── SELECTION

# Salesman twisted my arm



## cruzthepug (Mar 16, 2008)

Went to the range/gun shop today to try out my new FN FNP9. I've kinda been looking for a 3" 1911 but didn't wanted to spend too much for it so I thought the Springfield would fit my price range. Got to look at a Springfield today and like I read in another post, I didn't like the GI sights. After some fondling of several different models the Kimber came out of the case and once I got it in my hands I didn't want to give it back. They had it marked $839 which is a good price but more than I wanted to spend. Although I hate selling/trading guns, I had a S&W Sigma I never have really liked so I asked if they would trade. After it was all said and done I got what I paid for the Sigma on the trade, they knocked off $20, added an extra mag, threw in a box of Blazer Brass and free range time. It was just too good to pass up :mrgreen:

Kimber Ultra Carry II Stainless


----------



## buck32 (May 26, 2008)

Very nice!


----------



## not_possible (Sep 21, 2007)

sounds like a good deal to me. i've been thinking about and wanting a 3" 1911 here lately, but i have to get through a few others on my list first.


----------



## DevilsJohnson (Oct 21, 2007)

Sounds like a pretty good deal. I hope your new friend gives you a long time of reliable service.:smt023


----------



## bdp2000 (Apr 22, 2008)

Sure is purdy!
:smt023


----------



## ProjectCamaro (Dec 12, 2008)

Congratulations.

My Kimber is by far my favorite gun.


----------



## Dsig1 (Dec 23, 2007)

In the words of Jeff Spicoli....."Awesome; totally awesome!!!"


----------



## ratrodfink (Dec 29, 2008)

I bought the same gun today after being in the store for around an hour.


----------



## Dynamik1 (Dec 23, 2007)

Very nice deal!
I always hear about people who regret their trades, but I really dont think you will regret getting rid of the Sigma for this beautiful Kimber!

────
── LISTED RECORDS

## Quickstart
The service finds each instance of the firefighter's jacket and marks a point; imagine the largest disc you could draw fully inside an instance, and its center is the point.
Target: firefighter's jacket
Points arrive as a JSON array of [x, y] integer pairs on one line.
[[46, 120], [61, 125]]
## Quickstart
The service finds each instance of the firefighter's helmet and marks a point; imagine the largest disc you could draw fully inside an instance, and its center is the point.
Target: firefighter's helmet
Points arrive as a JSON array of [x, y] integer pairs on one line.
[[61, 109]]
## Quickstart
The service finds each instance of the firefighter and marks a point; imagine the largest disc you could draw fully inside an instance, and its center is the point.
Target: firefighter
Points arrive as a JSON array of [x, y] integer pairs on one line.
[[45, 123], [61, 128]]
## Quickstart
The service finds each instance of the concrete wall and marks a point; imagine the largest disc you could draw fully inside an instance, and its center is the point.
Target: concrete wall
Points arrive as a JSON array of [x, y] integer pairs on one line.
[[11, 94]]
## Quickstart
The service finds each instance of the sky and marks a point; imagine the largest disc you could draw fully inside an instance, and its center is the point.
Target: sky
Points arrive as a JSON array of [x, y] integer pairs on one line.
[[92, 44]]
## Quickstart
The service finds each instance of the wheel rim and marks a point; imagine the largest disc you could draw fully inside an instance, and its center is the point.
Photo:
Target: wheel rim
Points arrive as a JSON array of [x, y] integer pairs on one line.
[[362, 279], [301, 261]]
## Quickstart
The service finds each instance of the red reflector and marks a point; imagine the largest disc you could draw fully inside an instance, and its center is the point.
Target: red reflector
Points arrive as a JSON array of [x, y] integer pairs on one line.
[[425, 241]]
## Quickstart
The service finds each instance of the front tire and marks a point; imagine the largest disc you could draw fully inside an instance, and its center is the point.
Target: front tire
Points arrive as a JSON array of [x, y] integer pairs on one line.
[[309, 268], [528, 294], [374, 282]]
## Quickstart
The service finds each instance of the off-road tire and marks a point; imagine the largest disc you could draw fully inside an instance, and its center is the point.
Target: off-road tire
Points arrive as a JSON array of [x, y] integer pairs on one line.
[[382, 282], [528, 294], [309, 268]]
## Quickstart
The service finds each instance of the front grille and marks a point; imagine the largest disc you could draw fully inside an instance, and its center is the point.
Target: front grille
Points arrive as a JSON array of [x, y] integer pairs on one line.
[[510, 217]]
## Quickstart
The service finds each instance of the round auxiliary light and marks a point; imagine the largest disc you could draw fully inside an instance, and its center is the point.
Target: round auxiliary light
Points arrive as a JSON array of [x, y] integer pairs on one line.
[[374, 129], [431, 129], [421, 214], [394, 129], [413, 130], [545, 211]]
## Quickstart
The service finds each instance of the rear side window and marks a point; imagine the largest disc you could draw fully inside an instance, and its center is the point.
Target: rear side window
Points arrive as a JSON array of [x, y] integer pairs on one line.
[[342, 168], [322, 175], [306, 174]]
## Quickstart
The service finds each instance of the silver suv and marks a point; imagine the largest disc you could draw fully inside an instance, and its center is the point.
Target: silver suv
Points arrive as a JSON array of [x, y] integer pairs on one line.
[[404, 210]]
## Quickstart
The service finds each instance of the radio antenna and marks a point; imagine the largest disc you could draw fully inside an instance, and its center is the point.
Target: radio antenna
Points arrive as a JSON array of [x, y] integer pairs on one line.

────

● TASK SET:
a – Determine whether each statement agrees with the thread about the Kimber trade, answering yes or no and quoting the words of the thread that decide it: (i) the Kimber was priced at $839 in the shop; (ii) the original poster liked the GI sights on the Springfield; (iii) the shop added a box of Blazer Brass to the deal.
b – Recast the paragraph of the Kimber thread that begins "Went to the range/gun shop today" as a list, keeping its main facts.
c – Carry on the thread about the Kimber trade from the point where it stops.

● ANSWERS:
a –
(i) Yes: "They had it marked $839"
(ii) No: "I didn't like the GI sights"
(iii) Yes: "threw in a box of Blazer Brass and free range time"

b –
- The poster went to the range and gun shop to try out a new FN FNP9.
- The poster wanted a 3" 1911 without spending too much and thought a Springfield would fit the budget.
- After seeing a Springfield, the poster disliked its GI sights.
- After handling several models, the poster held a Kimber and did not want to give it back.
- The Kimber was marked $839, a good price but more than the poster wanted to spend.
- The poster offered to trade a S&W Sigma that the poster had never really liked.
- The trade returned what the poster had paid for the Sigma.
- The shop took $20 off and added an extra magazine, a box of Blazer Brass and free range time.
- The poster found the deal too good to pass up.

c –
Enjoy!


----------



## cruzthepug (Mar 16, 2008)

Dynamik1 said:


> Very nice deal!
> I always hear about people who regret their trades, but I really dont think you will regret getting rid of the Sigma for this beautiful Kimber!
> 
> Enjoy!


I'm sure there will be no regrets. I'm sure the Sigma has it's place in the gun ranks but for me it wasn't that fun to shoot. The accuracy was all over the place and it's was just frustrating trying to figure it out. The little Kimber was dead on right out of the box, just like my full size Kimber :mrgreen:


----------



## Ricardokid (Nov 26, 2008)

Great looking gun! Congrats!:smt071


----------



## tekhead1219 (May 16, 2008)

Sounds like a very good deal, especially if you got what you paid for the Sigma. Congrats on the purchase and the wheelin', dealin' !!:smt023


----------



## bigben09 (Dec 23, 2008)

nice I am thinking about going with a Kimber. I really like the feel.


----------



## cruzthepug (Mar 16, 2008)

bigben09 said:


> nice I am thinking about going with a Kimber. I really like the feel.


Don't think you can go wrong with one. Both my Kimbers were excellent shooters right out of the box, and are only getting better.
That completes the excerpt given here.